> _Text section_

============

Join Associate Professor Leslie Barnes, Dr Gemma King and Dr Russell Smith from ANU’s School of Literature, Languages and Linguistics in a conversation and Q&A on power, poetry, perseverance and the centrality of the outcast in Genet’s work.
This is a free event, but reservations are essential. Please RSVP with name and telephone number via rsvp@thestreet.org.au
Leslie Barnes
Leslie Barnes is an Associate Professor in French at the Australian National University. She is the author of Vietnam and the Colonial Condition of French Literature (Nebraska, 2014) and Sex Work in Southeast Asia: Scenes of Ambivalence in Literature and Film (Edinburgh, 2025) and co-editor of The Cinema of Rithy Panh: Everything Has a Soul (Rutgers, 2021). She is also the founder and convenor of the Asie du Sud Est Research Network, a group of international scholars working on textual representations of French Indochina, the contemporary nation-states of Cambodia, Laos and Vietnam and their diasporas.

============

> _Dataset excerpt_

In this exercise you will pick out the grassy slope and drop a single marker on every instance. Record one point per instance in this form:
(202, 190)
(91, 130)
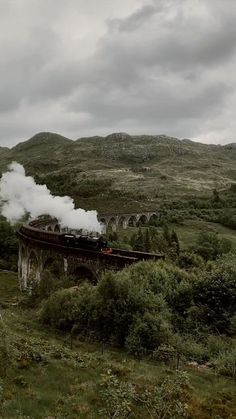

============

> _Tasks to complete_
**1)** Summarize the event notice in two sentences.
**2)** Write out the stretch of the event notice from "Join Associate Professor" through "in Genet’s work.", swapping "conversation" for "discussion".
**3)** According to the event notice, what research network did Leslie Barnes found?

> _Answers to the tasks_
**1)** Associate Professor Leslie Barnes, Dr Gemma King and Dr Russell Smith from ANU's School of Literature, Languages and Linguistics will hold a conversation and Q&A on power, poetry, perseverance and the centrality of the outcast in Genet's work; the event is free, but reservations are essential and can be made via rsvp@thestreet.org.au. Barnes is an Associate Professor in French at the Australian National University who has written books on Vietnam and French literature and on sex work in Southeast Asia, co-edited a book on the cinema of Rithy Panh, and founded and convenes the Asie du Sud Est Research Network.

**2)**
Join Associate Professor Leslie Barnes, Dr Gemma King and Dr Russell Smith from ANU’s School of Literature, Languages and Linguistics in a discussion and Q&A on power, poetry, perseverance and the centrality of the outcast in Genet’s work.

**3)** The Asie du Sud Est Research Network.